> _Material shown_
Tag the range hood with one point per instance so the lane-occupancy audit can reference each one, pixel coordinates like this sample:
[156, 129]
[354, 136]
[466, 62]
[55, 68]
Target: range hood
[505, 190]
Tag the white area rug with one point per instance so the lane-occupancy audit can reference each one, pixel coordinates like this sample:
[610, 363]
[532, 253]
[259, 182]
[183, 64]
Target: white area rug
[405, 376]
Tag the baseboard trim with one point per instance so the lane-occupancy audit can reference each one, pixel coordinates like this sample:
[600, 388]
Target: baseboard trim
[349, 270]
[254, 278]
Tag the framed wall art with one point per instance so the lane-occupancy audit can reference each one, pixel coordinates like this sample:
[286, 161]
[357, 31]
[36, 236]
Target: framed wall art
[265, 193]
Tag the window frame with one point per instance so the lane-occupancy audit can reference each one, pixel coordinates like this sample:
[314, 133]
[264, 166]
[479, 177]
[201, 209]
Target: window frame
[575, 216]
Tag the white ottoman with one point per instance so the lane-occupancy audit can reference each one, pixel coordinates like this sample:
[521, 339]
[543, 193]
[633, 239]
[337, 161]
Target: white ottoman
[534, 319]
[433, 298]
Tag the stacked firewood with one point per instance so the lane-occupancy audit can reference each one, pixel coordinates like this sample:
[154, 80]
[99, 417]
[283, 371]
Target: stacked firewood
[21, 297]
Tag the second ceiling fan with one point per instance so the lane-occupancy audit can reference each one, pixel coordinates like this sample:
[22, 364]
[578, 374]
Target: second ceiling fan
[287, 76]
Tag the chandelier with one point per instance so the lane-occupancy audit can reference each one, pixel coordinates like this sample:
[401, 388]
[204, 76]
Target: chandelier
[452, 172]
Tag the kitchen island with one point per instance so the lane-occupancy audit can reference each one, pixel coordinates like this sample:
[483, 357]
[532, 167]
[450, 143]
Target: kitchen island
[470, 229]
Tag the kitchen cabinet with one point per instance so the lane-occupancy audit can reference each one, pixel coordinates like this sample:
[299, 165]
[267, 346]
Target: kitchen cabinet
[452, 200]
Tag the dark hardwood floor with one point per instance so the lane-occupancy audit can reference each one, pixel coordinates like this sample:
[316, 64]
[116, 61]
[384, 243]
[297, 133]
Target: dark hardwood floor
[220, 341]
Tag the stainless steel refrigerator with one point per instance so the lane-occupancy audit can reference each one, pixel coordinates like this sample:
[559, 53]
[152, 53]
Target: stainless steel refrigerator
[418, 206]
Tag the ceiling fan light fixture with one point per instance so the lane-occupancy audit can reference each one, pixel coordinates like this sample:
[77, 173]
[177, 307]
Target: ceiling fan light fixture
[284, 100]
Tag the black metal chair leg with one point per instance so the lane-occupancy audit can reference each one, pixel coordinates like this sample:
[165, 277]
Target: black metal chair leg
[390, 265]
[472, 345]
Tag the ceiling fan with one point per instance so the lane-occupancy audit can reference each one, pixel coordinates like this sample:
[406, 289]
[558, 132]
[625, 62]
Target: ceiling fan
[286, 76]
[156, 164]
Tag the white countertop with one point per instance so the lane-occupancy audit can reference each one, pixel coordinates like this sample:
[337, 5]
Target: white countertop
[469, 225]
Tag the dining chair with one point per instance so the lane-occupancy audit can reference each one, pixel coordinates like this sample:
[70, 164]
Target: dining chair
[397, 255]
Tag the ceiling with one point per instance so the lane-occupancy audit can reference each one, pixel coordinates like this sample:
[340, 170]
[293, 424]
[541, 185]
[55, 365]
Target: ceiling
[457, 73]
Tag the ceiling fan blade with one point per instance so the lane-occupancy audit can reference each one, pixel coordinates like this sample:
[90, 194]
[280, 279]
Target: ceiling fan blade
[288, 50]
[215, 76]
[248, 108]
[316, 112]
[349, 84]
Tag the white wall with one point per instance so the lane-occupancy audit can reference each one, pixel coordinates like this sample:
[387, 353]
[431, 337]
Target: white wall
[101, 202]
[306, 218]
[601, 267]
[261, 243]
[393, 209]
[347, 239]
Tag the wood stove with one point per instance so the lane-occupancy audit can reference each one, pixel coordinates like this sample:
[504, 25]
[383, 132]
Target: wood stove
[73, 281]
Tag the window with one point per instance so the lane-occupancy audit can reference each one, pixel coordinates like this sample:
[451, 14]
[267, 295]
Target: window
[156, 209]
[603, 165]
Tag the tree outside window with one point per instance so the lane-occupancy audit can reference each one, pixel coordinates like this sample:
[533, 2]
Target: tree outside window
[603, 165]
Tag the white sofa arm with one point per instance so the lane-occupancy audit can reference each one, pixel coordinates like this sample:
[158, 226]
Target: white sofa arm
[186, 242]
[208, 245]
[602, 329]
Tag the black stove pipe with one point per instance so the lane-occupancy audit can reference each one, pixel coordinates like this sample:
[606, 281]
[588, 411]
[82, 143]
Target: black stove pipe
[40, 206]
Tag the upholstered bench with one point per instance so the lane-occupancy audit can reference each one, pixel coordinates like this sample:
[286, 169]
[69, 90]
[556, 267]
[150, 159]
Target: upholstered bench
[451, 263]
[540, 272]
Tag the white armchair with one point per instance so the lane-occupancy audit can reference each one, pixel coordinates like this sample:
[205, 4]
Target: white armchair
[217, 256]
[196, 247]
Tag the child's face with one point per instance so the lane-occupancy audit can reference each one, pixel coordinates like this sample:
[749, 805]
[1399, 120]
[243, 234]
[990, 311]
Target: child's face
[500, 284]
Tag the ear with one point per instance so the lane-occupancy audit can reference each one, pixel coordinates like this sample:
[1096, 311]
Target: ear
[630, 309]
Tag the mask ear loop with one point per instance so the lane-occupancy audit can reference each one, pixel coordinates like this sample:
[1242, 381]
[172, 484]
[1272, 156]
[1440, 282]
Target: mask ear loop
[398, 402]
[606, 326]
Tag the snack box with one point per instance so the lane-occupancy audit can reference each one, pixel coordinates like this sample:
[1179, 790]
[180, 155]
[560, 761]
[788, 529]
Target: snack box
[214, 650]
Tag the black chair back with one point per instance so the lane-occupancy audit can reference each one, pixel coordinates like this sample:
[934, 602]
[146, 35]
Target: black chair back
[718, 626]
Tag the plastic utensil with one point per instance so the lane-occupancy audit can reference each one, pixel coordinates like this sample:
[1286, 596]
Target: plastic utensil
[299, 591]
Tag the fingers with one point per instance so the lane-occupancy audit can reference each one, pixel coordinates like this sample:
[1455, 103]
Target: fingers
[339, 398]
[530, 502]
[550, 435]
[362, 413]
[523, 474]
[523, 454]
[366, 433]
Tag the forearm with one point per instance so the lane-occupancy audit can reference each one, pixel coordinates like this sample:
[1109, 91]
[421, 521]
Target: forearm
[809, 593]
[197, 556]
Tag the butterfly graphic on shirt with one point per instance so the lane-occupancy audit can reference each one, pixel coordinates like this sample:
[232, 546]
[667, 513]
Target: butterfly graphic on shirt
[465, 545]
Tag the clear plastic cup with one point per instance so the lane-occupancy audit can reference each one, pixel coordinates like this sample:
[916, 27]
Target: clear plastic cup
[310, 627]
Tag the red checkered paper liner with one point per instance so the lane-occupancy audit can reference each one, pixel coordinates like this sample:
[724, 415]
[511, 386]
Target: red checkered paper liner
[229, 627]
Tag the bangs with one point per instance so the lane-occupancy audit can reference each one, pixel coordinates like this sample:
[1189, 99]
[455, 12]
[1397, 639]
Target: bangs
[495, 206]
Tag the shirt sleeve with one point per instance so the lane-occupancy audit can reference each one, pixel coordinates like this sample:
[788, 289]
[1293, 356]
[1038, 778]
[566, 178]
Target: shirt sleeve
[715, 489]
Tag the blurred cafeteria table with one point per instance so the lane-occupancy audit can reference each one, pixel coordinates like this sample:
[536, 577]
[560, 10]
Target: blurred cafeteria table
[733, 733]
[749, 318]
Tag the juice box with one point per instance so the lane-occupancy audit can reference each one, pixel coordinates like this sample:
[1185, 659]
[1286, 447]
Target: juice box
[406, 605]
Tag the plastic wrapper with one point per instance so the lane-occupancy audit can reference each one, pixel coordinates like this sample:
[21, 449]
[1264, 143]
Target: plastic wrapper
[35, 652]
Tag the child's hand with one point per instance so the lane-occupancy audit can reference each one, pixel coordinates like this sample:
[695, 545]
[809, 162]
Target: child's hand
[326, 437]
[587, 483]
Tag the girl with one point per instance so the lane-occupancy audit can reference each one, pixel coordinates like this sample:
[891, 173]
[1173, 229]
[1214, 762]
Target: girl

> _What is required_
When a line in the records contains the string "girl", it counts; state how many lines count, with no other words.

> _Task answer_
2